:: Directions for this task ::
All of the data below should be repeated exactly. Pictures should not be included.
───── Source data
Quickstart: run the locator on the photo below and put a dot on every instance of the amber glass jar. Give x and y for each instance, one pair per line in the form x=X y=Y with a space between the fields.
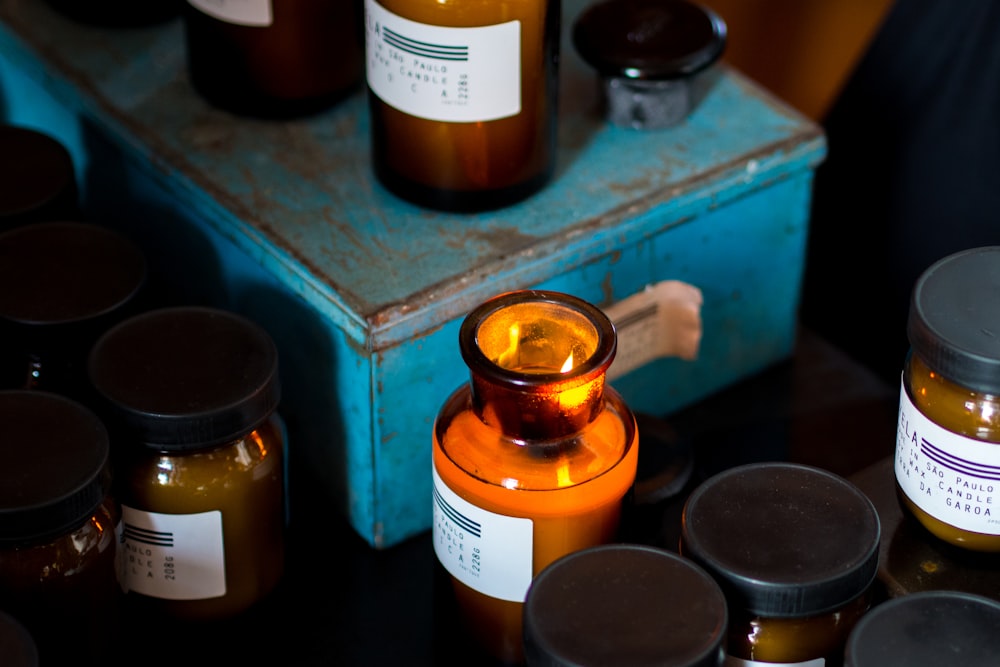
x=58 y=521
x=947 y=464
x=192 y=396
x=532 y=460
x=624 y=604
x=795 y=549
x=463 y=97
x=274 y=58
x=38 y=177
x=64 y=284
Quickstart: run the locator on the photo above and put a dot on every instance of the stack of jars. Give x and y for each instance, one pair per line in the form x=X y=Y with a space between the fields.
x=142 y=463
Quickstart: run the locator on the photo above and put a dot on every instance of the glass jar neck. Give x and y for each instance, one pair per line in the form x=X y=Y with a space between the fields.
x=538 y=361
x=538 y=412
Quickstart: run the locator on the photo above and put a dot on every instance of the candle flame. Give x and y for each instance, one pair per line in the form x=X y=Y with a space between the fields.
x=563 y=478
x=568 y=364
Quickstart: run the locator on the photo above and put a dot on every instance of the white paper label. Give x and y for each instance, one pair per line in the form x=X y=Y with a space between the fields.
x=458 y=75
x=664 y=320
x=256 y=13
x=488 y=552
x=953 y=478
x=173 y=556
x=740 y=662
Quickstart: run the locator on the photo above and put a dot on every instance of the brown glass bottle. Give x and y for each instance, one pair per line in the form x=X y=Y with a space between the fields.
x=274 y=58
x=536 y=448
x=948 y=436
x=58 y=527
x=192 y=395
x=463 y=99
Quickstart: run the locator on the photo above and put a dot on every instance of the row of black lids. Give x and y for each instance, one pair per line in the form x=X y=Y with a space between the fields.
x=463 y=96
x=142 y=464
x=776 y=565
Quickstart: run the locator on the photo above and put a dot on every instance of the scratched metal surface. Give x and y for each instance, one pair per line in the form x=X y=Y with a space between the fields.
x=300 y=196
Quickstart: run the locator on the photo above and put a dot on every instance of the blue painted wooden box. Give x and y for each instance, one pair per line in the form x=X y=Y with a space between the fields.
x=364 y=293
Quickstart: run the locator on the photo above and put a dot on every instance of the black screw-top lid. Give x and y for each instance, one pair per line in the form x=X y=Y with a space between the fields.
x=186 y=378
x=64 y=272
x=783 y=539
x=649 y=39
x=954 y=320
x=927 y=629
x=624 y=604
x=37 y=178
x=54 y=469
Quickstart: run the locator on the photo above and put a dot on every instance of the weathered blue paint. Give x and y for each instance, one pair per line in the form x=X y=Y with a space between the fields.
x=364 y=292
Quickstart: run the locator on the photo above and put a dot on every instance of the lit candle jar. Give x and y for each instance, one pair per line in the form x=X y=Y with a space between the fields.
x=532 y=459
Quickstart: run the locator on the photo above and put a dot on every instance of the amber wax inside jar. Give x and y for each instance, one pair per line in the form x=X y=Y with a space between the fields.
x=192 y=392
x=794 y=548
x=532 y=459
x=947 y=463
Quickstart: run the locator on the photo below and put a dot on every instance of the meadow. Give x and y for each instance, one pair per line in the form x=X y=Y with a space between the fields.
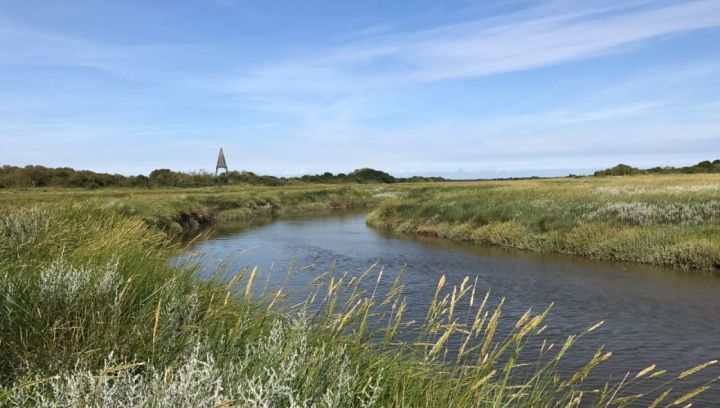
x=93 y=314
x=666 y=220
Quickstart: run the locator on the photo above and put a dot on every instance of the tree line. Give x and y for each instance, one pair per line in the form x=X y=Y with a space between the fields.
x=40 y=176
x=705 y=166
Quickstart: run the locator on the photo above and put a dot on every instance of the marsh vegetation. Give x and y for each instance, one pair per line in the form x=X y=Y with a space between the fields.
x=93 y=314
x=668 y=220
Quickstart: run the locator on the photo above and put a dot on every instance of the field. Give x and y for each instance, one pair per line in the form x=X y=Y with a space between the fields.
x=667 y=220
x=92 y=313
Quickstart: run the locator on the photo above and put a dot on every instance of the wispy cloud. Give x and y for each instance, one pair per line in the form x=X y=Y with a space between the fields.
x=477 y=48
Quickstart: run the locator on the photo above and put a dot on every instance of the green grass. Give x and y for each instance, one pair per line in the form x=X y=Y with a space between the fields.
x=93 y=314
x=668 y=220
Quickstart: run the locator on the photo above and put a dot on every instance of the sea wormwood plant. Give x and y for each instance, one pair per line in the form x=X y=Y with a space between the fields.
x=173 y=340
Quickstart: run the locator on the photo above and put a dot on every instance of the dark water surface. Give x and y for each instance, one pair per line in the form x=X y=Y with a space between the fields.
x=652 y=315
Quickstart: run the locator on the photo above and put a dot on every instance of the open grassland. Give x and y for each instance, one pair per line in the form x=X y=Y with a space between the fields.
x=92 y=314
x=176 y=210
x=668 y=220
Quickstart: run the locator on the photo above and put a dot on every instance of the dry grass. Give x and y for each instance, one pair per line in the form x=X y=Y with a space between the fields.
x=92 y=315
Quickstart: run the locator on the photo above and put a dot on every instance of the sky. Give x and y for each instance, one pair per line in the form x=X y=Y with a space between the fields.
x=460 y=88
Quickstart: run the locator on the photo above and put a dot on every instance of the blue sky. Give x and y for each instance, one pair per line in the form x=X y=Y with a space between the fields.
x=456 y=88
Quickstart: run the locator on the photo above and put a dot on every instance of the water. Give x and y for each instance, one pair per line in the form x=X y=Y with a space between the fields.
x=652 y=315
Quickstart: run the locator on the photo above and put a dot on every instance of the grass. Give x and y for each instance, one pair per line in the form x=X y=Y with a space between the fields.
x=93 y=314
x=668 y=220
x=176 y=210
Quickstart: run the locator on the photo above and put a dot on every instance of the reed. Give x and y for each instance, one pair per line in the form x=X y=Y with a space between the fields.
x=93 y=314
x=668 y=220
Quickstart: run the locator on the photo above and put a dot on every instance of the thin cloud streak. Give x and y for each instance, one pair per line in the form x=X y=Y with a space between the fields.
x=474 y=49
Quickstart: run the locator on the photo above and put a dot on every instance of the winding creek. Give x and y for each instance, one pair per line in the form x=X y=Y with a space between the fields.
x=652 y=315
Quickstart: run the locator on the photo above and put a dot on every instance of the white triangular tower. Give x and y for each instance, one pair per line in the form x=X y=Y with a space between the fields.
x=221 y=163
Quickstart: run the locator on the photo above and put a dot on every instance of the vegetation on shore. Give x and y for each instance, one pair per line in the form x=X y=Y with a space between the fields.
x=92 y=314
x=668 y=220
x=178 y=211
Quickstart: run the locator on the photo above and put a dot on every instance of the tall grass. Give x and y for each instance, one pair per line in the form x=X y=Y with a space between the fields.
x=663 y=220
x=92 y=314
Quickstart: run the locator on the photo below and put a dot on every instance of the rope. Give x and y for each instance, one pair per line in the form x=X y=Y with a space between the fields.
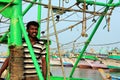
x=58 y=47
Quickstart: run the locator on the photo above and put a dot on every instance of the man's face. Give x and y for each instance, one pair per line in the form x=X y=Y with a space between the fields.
──────────
:: Response to this task ::
Quickstart: run the locator on the photo below and put a dot on every instance of the amber glass jar. Give x and y for each instance, one pair per line in the form x=X y=Y with a space between the fields.
x=58 y=521
x=947 y=464
x=192 y=396
x=532 y=460
x=624 y=604
x=795 y=549
x=463 y=97
x=274 y=58
x=38 y=177
x=64 y=284
Quickstart: run the locator on the photo above and put a dot on every instance of the stack of jars. Give x and y for each instance, one pair per line in the form x=X y=Y with a space between the fields.
x=142 y=463
Quickstart: run the locator on the photo above and put a dot on every instance of the glass jar neck. Give x and y for each instance, one pair per line in the form x=X y=Y with a space between the fields.
x=538 y=361
x=538 y=412
Quickstart: run the locator on the photo above and put a dot on every instance of the candle flame. Give x and y for each instance, one pair per line in the form x=X y=Y with a space between the fields.
x=563 y=478
x=568 y=364
Quickstart: run the locator on the photo above and put a dot on every instance of the white paper label. Give x and y for each instance, one pair per line in the form x=X y=Y with a space between the fields.
x=458 y=75
x=664 y=320
x=256 y=13
x=488 y=552
x=953 y=478
x=173 y=556
x=740 y=662
Quickstart: run the locator on the photo above and put a dot on every instance of the brown glass bottle. Give x and y for each instance, one pair per line in the form x=X y=Y with a space between the fields.
x=274 y=58
x=536 y=448
x=948 y=436
x=58 y=527
x=192 y=395
x=463 y=99
Quickstart: run the locator on the photo above and put a dot on every instance of the row of black lids. Give x and y for each instance, one pair per line in the form x=X y=Y with a space between the fields.
x=463 y=96
x=142 y=464
x=776 y=565
Quickstart: run the locator on the photo above and put a dot on every instance of the scratched metal surface. Give x and y for each instance, one pair per line in the form x=X y=Y with a space between the fields.
x=300 y=196
Quickstart: run the locator on the photo above and put a dot on every instance of the blue painted wooden box. Give x and y for each instance, one pair per line in the form x=X y=Y with a space between the fields.
x=364 y=293
Quickstart: run the locator on the photo above and put a dot on every instance of the black screw-top lid. Give x and y for each instance, one pair per line in the form x=X y=Y with a space between the fields.
x=186 y=378
x=64 y=272
x=783 y=539
x=649 y=39
x=954 y=320
x=927 y=629
x=624 y=604
x=37 y=178
x=54 y=469
Quickstart: run the locator on the photo above and put a dot on every instance of the weathered blue paint. Give x and y for each instance, one pair per line in the form x=X y=Y with a space between the fields.
x=364 y=292
Quickstart: run the locator on the photo above and put a dot on every instance of the lit candle jar. Give x and y for each instance, one pair per line in the form x=X y=Y with a space between the fields.
x=532 y=459
Quickstart: run the locator on the photo above and put a dot on every instance of the amber wax inside jar. Give x and y for each instance, one pair per line in the form x=X y=Y with a space between the fields.
x=192 y=392
x=794 y=548
x=532 y=459
x=947 y=463
Quickstart: run the locator on the photo below and put a dot on every instance of the meadow. Give x and y for each instance, one pair per line in the form x=X y=Y with a space between the fields.
x=93 y=314
x=666 y=220
Quickstart: run the locator on the photo above and put a dot on every instance of the tree line. Give x and y for each instance, one pair per line in the form x=X y=Y with a space between the fields.
x=40 y=176
x=705 y=166
Quickstart: run the locator on the photo above and put a dot on every instance of the marsh vegetation. Give x and y for each instance, one pair per line in the form x=X y=Y with a space between the fields.
x=93 y=314
x=668 y=220
Quickstart: run the locator on the photo above and put a dot on every instance of the field. Give x and y for each instance, one pair per line in the form x=X y=Y with a space between the fields.
x=667 y=220
x=92 y=313
Quickstart: run the locator on the photo above and put a dot on every instance of the wispy cloud. Give x and y for each instance, one pair per line in the form x=X y=Y with a space between the fields.
x=477 y=48
Quickstart: run the locator on the photo above and put a dot on every instance of the green grass. Give x and y for each instance, one pair per line in the form x=X y=Y with a space between the fields.
x=93 y=314
x=668 y=220
Quickstart: run the locator on the photo above and put a dot on every instance of the sea wormwood plant. Give x and y for each instance, one pair per line in the form x=X y=Y with a space between the fields.
x=173 y=340
Quickstart: run the locator on the photo above and put a dot on every instance of the dark water surface. Give x and y for each instance, one pair per line in the form x=X y=Y with a space between the fields.
x=652 y=315
Quickstart: run the locator on the photo above and put a dot on every instance of the open grassland. Give x and y for each instance, one pair per line in the form x=X y=Y with a space between the fields.
x=92 y=314
x=176 y=210
x=668 y=220
Quickstart: run the locator on the photo above and put a dot on every instance of the dry grass. Give x and y for each instance, one pair per line in the form x=X y=Y with a space between the fields.
x=92 y=315
Quickstart: run the locator on the photo above and put a dot on every instance of the sky. Give x and y for each instance, one pair per line in the form x=X y=Y with a space between the fields.
x=460 y=88
Quickstart: run the locator on the photo above and put a dot on every instance of the blue sky. Give x and y for each instance, one pair per line in the form x=X y=Y with a space between the fields.
x=456 y=88
Quickstart: run the locator on the photo above and put a dot on every instance of the water. Give x and y for each instance, one pair per line in the form x=X y=Y with a space between the fields.
x=652 y=315
Quickstart: run the locator on the photo above and put a dot on every instance of the grass. Give x and y for each instance, one pair per line in the form x=X y=Y with a space between the fields.
x=93 y=314
x=668 y=220
x=176 y=210
Quickstart: run the locator on the photo above and put a dot on every instance of the reed. Give x and y for each instance, one pair per line in the form x=X y=Y with a space between the fields.
x=93 y=314
x=668 y=220
Quickstart: run the locator on the photo above and put a dot on every instance of the thin cloud streak. Give x and y for each instance, one pair per line in the form x=X y=Y with a space between the fields.
x=474 y=49
Quickstart: run the locator on the photo above and put a dot on every instance of the winding creek. Give x and y for each instance, one pair per line in the form x=X y=Y with a space between the fields.
x=652 y=315
Quickstart: run the locator on the photo above and put a dot on every instance of the white triangular tower. Give x and y for each instance, one pair per line in the form x=X y=Y with a space between the fields.
x=221 y=163
Quickstart: run the locator on the photo above and put a dot on every instance of the vegetation on shore. Give x and y for each instance, one pair per line in the form x=X y=Y with a space between the fields.
x=92 y=314
x=668 y=220
x=178 y=211
Quickstart: run the locator on the photo above and put a dot on every instance of the tall grass. Give x and y for each instance, one pair per line in the form x=X y=Y with a space between the fields.
x=663 y=220
x=92 y=314
Quickstart: run the locator on the photo below and put a dot on every instance of the rope. Give x and y for each instance, one pair per line in the form x=X y=Y with a space between the fields.
x=58 y=47
Quickstart: run the locator on the photo above and put a dot on every instance of the man's face. Give x and y for each instance, one pair per line in the form x=X y=Y with a space between the fields.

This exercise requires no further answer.